▶ [Task description]:
Count how many lines of the records below contain the string "horse", and reply with the number only.

▶ [Materials provided]:
_____

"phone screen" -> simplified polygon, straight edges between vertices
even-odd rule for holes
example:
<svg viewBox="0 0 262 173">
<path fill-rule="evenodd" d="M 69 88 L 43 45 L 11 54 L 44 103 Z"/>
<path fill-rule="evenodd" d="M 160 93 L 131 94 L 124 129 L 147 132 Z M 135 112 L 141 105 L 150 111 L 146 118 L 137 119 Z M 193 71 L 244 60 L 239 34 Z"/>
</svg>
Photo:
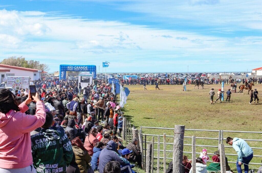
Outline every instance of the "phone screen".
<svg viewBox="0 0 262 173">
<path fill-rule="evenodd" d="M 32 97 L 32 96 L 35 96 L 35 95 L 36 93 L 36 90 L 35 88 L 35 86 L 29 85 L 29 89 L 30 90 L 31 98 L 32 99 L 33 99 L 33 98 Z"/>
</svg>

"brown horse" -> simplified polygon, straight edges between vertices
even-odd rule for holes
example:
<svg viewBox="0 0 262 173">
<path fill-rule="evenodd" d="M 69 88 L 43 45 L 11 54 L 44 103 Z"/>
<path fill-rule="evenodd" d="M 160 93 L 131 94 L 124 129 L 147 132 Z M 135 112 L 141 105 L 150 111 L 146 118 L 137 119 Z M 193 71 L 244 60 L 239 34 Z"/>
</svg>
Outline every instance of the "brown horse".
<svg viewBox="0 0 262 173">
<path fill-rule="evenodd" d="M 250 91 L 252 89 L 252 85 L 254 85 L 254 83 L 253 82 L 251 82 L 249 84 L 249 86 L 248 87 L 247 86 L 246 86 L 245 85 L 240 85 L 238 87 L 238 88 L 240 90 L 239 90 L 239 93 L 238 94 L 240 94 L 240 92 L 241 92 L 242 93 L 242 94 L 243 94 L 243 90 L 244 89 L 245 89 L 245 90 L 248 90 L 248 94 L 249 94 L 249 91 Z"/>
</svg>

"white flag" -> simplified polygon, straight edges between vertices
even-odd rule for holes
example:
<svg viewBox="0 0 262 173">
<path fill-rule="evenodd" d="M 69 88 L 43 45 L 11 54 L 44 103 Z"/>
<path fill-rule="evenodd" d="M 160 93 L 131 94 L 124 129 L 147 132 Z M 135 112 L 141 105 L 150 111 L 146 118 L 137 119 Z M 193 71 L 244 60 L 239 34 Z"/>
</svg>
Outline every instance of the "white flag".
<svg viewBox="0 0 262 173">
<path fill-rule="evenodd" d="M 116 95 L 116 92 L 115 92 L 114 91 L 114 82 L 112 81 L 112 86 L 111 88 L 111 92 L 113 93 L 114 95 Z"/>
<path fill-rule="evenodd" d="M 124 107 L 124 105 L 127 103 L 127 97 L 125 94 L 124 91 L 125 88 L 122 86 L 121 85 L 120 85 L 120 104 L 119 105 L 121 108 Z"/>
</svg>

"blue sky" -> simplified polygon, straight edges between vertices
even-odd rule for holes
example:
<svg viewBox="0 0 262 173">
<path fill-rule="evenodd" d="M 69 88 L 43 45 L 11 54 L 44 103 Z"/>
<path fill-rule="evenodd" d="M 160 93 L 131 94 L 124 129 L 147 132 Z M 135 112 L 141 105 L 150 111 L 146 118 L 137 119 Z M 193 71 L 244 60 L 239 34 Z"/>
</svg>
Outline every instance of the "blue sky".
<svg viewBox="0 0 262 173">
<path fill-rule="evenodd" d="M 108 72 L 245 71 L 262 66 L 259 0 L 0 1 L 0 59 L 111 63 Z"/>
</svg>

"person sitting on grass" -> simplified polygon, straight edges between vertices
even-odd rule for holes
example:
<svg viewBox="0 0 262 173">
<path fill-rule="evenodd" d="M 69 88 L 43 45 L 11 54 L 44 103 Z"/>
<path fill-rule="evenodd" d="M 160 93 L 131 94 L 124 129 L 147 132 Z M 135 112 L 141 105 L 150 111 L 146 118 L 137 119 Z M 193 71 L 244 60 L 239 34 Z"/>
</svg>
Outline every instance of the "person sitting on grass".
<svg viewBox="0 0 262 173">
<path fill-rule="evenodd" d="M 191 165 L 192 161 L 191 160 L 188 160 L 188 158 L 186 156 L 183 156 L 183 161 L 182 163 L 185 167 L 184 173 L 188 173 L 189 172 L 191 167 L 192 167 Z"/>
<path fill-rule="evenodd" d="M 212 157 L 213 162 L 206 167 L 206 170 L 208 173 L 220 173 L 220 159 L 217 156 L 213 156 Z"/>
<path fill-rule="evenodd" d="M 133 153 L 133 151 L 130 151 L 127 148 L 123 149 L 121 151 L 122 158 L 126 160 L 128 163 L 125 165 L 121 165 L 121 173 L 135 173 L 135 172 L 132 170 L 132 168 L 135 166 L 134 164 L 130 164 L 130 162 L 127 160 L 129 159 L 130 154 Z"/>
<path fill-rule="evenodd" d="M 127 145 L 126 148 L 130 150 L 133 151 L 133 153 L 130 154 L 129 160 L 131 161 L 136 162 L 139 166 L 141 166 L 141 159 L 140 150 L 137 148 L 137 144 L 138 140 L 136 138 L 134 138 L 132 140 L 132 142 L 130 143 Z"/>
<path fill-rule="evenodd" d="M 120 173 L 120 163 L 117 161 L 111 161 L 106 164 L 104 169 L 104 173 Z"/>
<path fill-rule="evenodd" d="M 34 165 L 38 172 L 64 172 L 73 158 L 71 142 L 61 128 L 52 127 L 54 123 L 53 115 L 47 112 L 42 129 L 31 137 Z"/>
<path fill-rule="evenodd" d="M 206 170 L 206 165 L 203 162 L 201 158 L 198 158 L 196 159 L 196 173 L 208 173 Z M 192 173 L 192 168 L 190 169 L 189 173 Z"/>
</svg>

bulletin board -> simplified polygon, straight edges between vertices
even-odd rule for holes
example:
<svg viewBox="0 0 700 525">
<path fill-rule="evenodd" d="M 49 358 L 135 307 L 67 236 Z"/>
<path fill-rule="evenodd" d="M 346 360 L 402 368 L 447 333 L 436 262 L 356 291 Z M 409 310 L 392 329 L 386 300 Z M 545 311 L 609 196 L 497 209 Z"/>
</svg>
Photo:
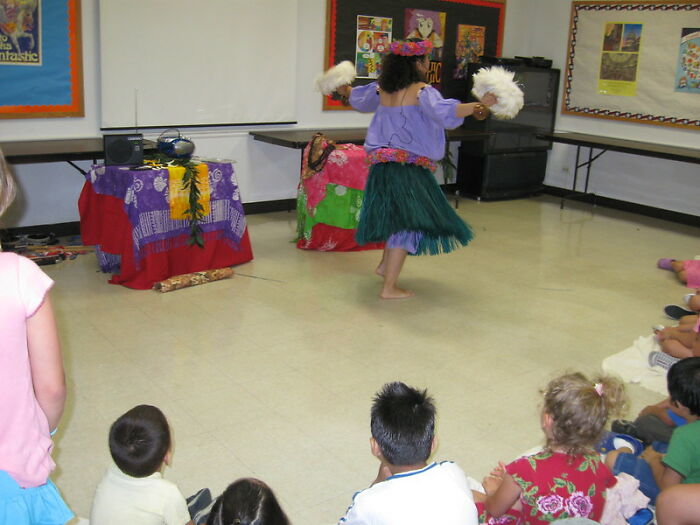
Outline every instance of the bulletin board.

_____

▶ [Full solution]:
2